# [PASSAGE]
• • • • •

The announcement was met with delight by the many (Omani!) purveyors of illicit alcohol, who pointed out that they would welcome the opportunity to sell more of their premium 'Clan of the Glen' [note: made-in-India] whiskey flavoured beverage at even higher extortionate prices than they already do. "We're just a phone call away, and we deliver!" mentioned one of the sellers, speaking on condition of anonimity.

Bulk sales of alcohol, currently allowed on Oman's military bases, and over the counter sales in the many dedicated Royal Oman Police bars (yes folks, and even during Ramadan) would not be affected, a spokesman for African and Eastern confirmed. Senior members of the ROP, who would have to enforce any ban, almost spilled their pints on hearing of the call from HE Sh. Al-Khalili.

Photo: His Eminence Shaikh Ahmed bin Hamad al Khalili, Grand Mufti of the Sultanate. No fan of the demon drink or happy endings.


The Grand Mufti also denounced Oman's burgeoning brothel & steroids business gyms as 'dens of vice', which is a fair call. I guess the on-demand massage business in Oman will have to go on-line to facebook and twitter, as the sex trade has done in Dubai. It's progress I guess, and e-commerce is, afterall, seen by the Government as a growth area.

Speaking of growth...


Oman's Oil & Gas by the numbers
PDO staff continued to protest for ridiculous amounts of money and benefits above what are already top notch salaries compared to most Omanis. The prospect of a strike among oil workers in the field is really making foreign investors nervous, but I doubt there will be any significant impact at all on Oman's short term oil exports even if they do.

All these demands, including the new unemployment benefit and lashings of fresh faced ROP officers, will need to be paid for of course. And right now, most Omanis (and expats) seem to assume that Oman makes loads of money from its oil and gas exports, as if we were like Abu Dhabi.

So, how much is Oman's oil and gas worth?

The easy way is to look at the Government's own 2011 budget. You can see an official summary here and a good commercial one by OAB here. The budget assumes an oil price of $58/bbl, and states 'net oil revenue' as $12.8bln. Costs (operational and investment) in the oil sector are counted seperately under expenditure, at around $2.4bln. There are many summaries of the oil production for 2011, and the official estimate is 897,000 bbl/d. Gas adds just $640mln net to the Government coffers, which seems very low.

So according to the Government there's around $11bln in net oil & gas revenue in 2011 assuming $58/bbl.

What I can't make add up are those 3 official numbers: the estimate of 897kb/d, the price assumption of $58 and the net revenue of $12.8bln. This is because 897,000bbl/d * 365 days * $58/bbl = $19bln, vs a net revenue of $12.8 bln (not counting costs remember - they are accounted separately). The Government seems to be 'missing' a whopping $6.2bln! This delta can be mostly explained, give or take a billion, if we try to work it out independently (see below).

• • • • •

# [RECORDS PROVIDED]
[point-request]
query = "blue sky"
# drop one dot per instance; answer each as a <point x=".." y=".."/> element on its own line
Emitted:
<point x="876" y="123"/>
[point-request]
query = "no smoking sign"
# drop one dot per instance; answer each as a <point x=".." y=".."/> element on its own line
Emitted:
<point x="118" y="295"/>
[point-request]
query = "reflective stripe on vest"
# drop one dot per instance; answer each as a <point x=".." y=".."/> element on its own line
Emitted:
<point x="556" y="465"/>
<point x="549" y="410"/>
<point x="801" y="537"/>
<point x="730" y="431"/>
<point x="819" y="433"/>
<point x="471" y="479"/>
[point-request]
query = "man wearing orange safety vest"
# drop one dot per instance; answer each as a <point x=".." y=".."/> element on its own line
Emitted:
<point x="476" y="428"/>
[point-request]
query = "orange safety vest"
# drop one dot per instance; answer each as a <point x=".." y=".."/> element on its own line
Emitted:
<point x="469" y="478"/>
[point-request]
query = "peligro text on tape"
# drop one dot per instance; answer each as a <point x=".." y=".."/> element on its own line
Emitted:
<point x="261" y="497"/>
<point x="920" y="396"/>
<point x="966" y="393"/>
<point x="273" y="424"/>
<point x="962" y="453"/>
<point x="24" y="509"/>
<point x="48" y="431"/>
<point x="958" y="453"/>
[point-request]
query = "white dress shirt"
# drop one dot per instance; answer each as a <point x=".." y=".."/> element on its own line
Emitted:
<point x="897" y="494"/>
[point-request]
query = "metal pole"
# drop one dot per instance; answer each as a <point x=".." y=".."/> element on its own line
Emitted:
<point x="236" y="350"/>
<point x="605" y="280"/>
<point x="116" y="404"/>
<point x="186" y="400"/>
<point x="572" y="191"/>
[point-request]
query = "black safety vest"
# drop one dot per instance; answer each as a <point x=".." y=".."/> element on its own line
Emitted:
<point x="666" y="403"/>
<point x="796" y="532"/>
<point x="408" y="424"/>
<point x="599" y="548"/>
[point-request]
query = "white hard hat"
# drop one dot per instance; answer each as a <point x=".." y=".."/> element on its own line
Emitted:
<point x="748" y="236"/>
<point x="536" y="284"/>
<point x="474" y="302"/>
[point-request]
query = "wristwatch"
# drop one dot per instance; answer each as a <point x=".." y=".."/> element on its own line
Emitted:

• • • • •

# [REQUIRED ACTIONS]
[1] According to the passage, what oil price does the government's 2011 budget assume?
[2] Please repeat the passage from "The Grand Mufti" up to and including "Speaking of growth...", swapping "e-commerce" for "online retail".

# [RESPONSES PER TASK]
[1] $58 per barrel.

[2]
The Grand Mufti also denounced Oman's burgeoning brothel & steroids business gyms as 'dens of vice', which is a fair call. I guess the on-demand massage business in Oman will have to go on-line to facebook and twitter, as the sex trade has done in Dubai. It's progress I guess, and online retail is, afterall, seen by the Government as a growth area.

Speaking of growth...